PASSAGE:
--
Art and Economics
Bek Conroy, Dating an Economist, 2015. Luminary Arts, St Louis Missouri, USA. Credit: Brea McAnally
Bek Conroy, Dating an Economist, 2015. Luminary Arts, St Louis Missouri, USA. Credit: Brea McAnally
Budgets are often considered the least creative part of an artist's practice, but it can also have the biggest impact on whether you can maintain an artistic practice at all. This year, like many previous years, we will once again be using a magnifying glass to locate the attention paid to the arts. Once again, the federal budget is anticipated to be a somewhat sad offering for the arts. This can be so infuriating to the point of becoming immobilising. But we absolutely must not. Since 2015, I’ve therapeutically channelled my energy into a series of works that interrogate the apparent disparities between the arts and economy producing such works as Marrickville School of Economics, Iron Lady, and Dating an Economist, to focus a critical lens on the many ways that the economy is ACTUALLY A VERY CREATIVE PRACTICE. It’s like speculative fiction—but with numbers!
Last year I was invited to be the inaugural artist in residence at the Monash Business School. I was given my own office and for 2 weeks I did my best to stand out (not hard) and provoke as many encounters with economist and accountants as possible in the lunch room and the corridors. I also conducted a series of one on one meetings with faculty staff, along with a presentation of my work in the board room. There was much delightful curiosity (perhaps also confusion!) as I courageously worked my way through explaining slippery concepts defining what art is, to what artists do and how we create value—a thing of interest to the business world. At the end of the residency I produced a video work with six accountants who graciously agreed to participate in the second iteration of a Dating Performance series I had previously initiated in 2015 with economists.
For this work, each of the consenting accountants agreed to participate in a staged date with me, live on camera, for 30 minutes, during which our dinner table conversation was framed by 3 of 12 menu items delivered as provocations on a card by a smartly dressed waiter. The conversation prompts traversed ground such as “How do you measure feelings?” and “How do you know when to take a risk?” I was interested to seek out the shared territory of artists and accountants—to bring into focus the contradictions and paradoxes of two seemingly disparate disciplines. I also attempted to convince them to join our side. (It’s a work-in-progress!)
The truth is, during my time at the business school, I was buoyed by the easy connection with financiers, accountants, and business managers whose ideas for a functioning world, perhaps only differed in how we should get there. As artists we need to be having these conversations. And we need to be using our combined creative forces to draw attention to the necessity for the arts in our national life.
There is so much work we need to do to shift the kind of draconian thinking that currently dominates the halls of federal political power; a thinking which would happily see the most vulnerable left to be eaten by the market or abandoned by the narrow-minded pursuits of an impoverished visionless leadership.
The arts and creative thinking exercise significant influence over every aspect of human activity. Much of this goes unreported, unattributed and as budget time rolls around—unfunded. If we want this to change, we need to engage in the creative dark arts of accounting and business. The truth is, budgets should be everyone’s business. And why not have some cheeky fun along the way?
--
ENTRIES SHOWN:
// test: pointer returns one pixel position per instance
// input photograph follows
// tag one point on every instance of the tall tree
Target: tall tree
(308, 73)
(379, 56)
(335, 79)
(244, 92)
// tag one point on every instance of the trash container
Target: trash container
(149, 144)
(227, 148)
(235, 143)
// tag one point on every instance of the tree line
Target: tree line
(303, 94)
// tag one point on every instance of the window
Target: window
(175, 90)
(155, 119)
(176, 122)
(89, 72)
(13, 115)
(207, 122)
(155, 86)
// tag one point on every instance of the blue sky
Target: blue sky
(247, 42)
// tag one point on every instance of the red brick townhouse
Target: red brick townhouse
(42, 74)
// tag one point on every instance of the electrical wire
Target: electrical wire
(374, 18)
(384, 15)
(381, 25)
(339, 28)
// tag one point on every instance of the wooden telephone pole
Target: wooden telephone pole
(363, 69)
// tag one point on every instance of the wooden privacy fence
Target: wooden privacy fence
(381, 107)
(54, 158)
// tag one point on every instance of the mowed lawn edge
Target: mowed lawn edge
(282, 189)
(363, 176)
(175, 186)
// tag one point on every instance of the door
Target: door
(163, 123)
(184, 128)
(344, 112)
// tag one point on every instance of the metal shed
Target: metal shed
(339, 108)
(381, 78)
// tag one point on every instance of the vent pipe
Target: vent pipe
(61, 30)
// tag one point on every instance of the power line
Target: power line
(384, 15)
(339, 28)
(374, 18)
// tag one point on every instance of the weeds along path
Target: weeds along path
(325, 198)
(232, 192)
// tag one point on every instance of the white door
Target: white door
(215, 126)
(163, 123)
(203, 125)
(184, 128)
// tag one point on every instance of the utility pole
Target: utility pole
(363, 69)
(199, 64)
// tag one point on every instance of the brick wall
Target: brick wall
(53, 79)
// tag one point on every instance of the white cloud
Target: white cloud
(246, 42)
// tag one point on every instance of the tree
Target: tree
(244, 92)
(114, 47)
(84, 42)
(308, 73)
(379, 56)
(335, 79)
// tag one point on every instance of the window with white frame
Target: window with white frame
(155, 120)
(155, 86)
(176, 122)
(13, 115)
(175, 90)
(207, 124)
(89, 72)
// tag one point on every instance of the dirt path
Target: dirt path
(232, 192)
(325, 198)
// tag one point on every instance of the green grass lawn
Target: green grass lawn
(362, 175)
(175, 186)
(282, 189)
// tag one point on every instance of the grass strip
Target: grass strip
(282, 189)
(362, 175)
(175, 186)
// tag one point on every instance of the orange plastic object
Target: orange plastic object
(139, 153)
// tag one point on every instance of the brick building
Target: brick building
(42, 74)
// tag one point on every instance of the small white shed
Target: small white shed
--
THE TASK: How many accountants took part in the video work produced at the end of the residency described in the art and economics passage?

SOLUTION: Six accountants.